**Natural-language object grounding data**
[Start of Attachment]

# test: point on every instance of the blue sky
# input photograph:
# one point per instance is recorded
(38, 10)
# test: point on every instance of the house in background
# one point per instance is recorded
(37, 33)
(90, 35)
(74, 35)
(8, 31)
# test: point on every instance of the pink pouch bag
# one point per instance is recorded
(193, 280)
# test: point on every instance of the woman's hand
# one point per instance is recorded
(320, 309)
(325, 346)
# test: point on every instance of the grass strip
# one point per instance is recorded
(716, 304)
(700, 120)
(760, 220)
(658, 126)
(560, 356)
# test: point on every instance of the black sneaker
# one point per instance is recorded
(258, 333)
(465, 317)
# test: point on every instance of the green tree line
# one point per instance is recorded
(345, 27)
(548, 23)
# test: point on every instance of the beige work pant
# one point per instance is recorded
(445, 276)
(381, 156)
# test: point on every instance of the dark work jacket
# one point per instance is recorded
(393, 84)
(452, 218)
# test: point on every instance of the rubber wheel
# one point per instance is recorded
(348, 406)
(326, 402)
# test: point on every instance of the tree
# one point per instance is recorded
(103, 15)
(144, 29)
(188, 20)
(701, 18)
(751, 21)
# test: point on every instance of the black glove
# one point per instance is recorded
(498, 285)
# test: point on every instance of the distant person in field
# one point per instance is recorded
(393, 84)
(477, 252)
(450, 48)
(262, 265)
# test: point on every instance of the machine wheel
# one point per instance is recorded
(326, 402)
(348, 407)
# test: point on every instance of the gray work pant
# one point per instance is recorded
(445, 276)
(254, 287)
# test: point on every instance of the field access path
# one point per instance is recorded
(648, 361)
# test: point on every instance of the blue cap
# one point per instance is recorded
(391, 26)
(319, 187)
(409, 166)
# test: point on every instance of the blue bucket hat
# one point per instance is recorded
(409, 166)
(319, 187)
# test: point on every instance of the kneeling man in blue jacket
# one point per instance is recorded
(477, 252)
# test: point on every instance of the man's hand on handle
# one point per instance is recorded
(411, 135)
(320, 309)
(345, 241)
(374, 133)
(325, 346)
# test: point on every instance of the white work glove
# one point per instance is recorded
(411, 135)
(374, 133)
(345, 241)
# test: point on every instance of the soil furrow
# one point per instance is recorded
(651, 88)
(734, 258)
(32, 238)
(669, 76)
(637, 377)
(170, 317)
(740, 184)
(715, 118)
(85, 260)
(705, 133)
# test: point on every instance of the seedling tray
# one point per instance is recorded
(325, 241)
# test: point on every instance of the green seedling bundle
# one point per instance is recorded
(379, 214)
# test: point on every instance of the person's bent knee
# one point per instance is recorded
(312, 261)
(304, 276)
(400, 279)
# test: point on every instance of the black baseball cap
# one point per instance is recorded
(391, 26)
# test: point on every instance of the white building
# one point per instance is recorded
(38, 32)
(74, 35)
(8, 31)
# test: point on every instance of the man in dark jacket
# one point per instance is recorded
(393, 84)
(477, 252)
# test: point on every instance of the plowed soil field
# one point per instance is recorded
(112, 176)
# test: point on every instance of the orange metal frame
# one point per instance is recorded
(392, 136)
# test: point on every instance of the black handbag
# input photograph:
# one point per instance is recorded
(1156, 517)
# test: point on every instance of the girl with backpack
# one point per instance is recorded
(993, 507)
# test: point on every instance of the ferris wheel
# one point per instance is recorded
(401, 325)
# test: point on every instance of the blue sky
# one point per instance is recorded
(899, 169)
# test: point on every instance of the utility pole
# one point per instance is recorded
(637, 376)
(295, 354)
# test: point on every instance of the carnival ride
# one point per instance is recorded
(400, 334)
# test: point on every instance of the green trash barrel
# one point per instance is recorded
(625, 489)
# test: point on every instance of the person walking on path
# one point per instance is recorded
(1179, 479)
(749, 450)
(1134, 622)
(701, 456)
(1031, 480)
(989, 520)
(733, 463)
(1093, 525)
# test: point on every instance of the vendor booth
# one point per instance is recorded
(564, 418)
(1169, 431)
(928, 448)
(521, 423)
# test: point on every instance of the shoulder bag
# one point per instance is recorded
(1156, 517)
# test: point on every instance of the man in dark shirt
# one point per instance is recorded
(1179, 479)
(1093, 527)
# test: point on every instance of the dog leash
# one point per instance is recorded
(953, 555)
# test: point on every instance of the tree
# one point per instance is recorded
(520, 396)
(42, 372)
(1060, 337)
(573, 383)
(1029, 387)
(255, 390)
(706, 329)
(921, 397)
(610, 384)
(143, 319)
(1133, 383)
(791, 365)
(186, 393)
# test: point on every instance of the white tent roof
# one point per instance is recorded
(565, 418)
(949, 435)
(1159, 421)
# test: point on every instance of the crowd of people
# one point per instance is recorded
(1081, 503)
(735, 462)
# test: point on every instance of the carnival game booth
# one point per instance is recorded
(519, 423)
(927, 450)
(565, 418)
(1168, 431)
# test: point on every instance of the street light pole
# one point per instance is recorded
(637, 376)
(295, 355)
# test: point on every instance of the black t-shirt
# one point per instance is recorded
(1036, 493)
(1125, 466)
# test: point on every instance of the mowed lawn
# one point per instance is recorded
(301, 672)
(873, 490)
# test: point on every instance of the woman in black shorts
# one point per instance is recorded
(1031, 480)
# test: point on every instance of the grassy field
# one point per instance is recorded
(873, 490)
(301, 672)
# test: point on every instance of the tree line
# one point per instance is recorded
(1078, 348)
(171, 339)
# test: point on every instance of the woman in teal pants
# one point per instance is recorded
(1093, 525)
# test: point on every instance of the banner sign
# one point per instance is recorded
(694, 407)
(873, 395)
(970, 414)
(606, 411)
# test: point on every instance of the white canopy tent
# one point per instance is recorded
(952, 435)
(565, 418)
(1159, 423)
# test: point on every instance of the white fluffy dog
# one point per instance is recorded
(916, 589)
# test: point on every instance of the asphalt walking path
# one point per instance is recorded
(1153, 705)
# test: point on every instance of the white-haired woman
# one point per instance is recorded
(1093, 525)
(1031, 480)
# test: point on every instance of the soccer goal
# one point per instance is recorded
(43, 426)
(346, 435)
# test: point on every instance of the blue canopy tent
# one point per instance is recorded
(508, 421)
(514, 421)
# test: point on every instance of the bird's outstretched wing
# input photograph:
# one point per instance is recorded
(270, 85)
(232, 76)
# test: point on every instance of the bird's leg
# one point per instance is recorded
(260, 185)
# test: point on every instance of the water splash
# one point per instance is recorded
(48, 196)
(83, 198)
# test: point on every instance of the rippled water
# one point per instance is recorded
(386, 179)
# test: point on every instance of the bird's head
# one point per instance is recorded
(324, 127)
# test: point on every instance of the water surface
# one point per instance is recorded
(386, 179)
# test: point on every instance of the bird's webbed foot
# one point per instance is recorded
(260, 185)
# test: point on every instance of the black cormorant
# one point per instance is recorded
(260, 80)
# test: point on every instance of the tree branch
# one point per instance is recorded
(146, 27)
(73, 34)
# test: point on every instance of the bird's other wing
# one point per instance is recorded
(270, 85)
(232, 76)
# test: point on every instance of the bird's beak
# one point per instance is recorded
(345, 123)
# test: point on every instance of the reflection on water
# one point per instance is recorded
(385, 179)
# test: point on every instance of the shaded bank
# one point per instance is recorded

[End of Attachment]

**Brief**
Search the entries for the word "walking" and pick out every line that holds it.

**Solution to the exercise**
# test: point on every instance of the person walking on path
# test: point on every instance of the asphalt walking path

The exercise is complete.